### ACTION ITEM
The answer must consist of every line below that contains the word "mint".

### SUPPLIED INFORMATION
════

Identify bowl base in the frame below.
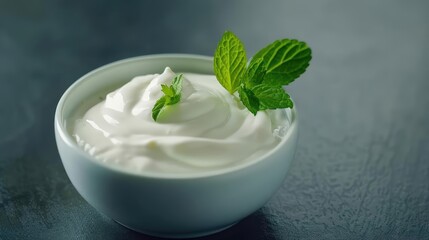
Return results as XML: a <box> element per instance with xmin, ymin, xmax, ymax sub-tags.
<box><xmin>115</xmin><ymin>220</ymin><xmax>237</xmax><ymax>239</ymax></box>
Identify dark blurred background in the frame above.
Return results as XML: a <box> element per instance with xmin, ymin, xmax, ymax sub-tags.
<box><xmin>1</xmin><ymin>0</ymin><xmax>428</xmax><ymax>239</ymax></box>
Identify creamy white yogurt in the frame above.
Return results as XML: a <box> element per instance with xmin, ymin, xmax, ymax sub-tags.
<box><xmin>73</xmin><ymin>67</ymin><xmax>291</xmax><ymax>174</ymax></box>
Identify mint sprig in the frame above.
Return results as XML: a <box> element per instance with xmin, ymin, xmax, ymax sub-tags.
<box><xmin>150</xmin><ymin>32</ymin><xmax>311</xmax><ymax>122</ymax></box>
<box><xmin>152</xmin><ymin>74</ymin><xmax>183</xmax><ymax>121</ymax></box>
<box><xmin>214</xmin><ymin>31</ymin><xmax>311</xmax><ymax>115</ymax></box>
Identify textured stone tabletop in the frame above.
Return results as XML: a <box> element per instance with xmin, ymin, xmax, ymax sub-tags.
<box><xmin>1</xmin><ymin>0</ymin><xmax>428</xmax><ymax>239</ymax></box>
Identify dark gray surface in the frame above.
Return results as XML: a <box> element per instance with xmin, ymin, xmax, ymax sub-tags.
<box><xmin>1</xmin><ymin>0</ymin><xmax>429</xmax><ymax>239</ymax></box>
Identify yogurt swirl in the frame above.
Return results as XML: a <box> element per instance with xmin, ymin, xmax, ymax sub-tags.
<box><xmin>73</xmin><ymin>67</ymin><xmax>290</xmax><ymax>174</ymax></box>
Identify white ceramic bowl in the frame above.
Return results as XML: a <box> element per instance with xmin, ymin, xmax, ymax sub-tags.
<box><xmin>54</xmin><ymin>54</ymin><xmax>298</xmax><ymax>238</ymax></box>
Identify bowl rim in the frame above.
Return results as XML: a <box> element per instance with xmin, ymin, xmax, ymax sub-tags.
<box><xmin>55</xmin><ymin>53</ymin><xmax>298</xmax><ymax>179</ymax></box>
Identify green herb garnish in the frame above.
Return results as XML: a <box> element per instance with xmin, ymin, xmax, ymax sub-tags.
<box><xmin>152</xmin><ymin>73</ymin><xmax>183</xmax><ymax>121</ymax></box>
<box><xmin>151</xmin><ymin>31</ymin><xmax>311</xmax><ymax>121</ymax></box>
<box><xmin>214</xmin><ymin>31</ymin><xmax>311</xmax><ymax>114</ymax></box>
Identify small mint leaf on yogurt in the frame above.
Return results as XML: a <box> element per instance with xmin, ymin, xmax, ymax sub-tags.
<box><xmin>152</xmin><ymin>74</ymin><xmax>183</xmax><ymax>121</ymax></box>
<box><xmin>152</xmin><ymin>96</ymin><xmax>167</xmax><ymax>121</ymax></box>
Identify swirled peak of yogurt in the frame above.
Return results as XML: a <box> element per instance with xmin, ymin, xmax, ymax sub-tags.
<box><xmin>73</xmin><ymin>67</ymin><xmax>291</xmax><ymax>175</ymax></box>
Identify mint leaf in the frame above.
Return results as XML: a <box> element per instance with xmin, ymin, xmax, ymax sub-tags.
<box><xmin>251</xmin><ymin>39</ymin><xmax>311</xmax><ymax>86</ymax></box>
<box><xmin>171</xmin><ymin>73</ymin><xmax>183</xmax><ymax>93</ymax></box>
<box><xmin>152</xmin><ymin>74</ymin><xmax>184</xmax><ymax>121</ymax></box>
<box><xmin>251</xmin><ymin>85</ymin><xmax>293</xmax><ymax>110</ymax></box>
<box><xmin>238</xmin><ymin>86</ymin><xmax>259</xmax><ymax>115</ymax></box>
<box><xmin>214</xmin><ymin>31</ymin><xmax>247</xmax><ymax>94</ymax></box>
<box><xmin>245</xmin><ymin>57</ymin><xmax>266</xmax><ymax>87</ymax></box>
<box><xmin>161</xmin><ymin>84</ymin><xmax>174</xmax><ymax>97</ymax></box>
<box><xmin>152</xmin><ymin>96</ymin><xmax>167</xmax><ymax>121</ymax></box>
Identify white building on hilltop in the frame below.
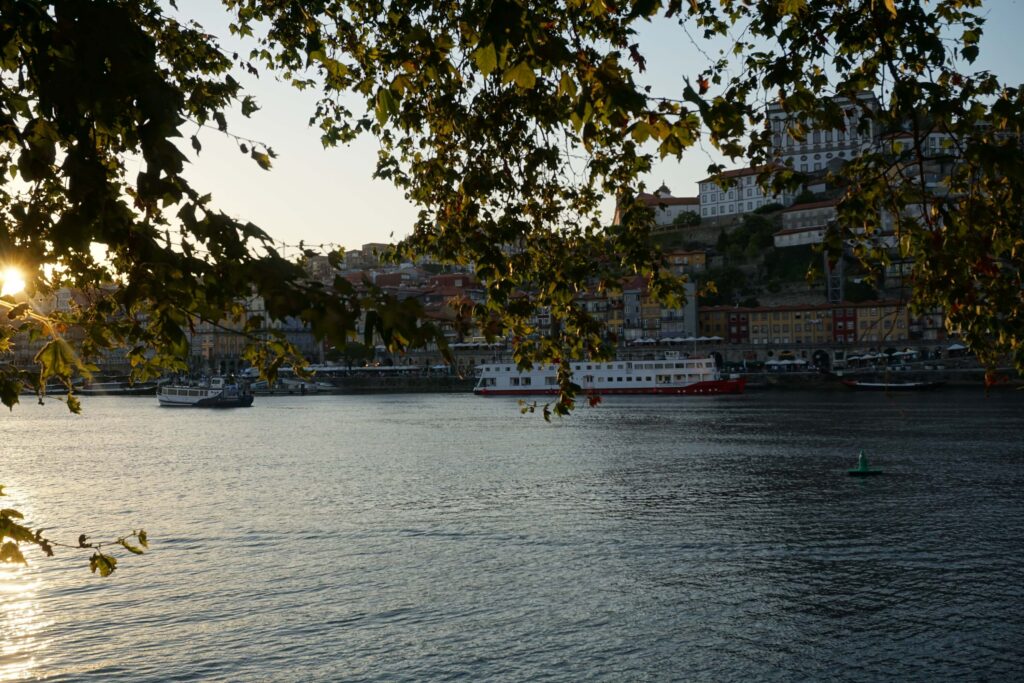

════

### EXERCISE RESULT
Identify mint sprig in the frame above.
Identify small mint leaf on yogurt in the frame above.
Identify mint leaf in the frame above.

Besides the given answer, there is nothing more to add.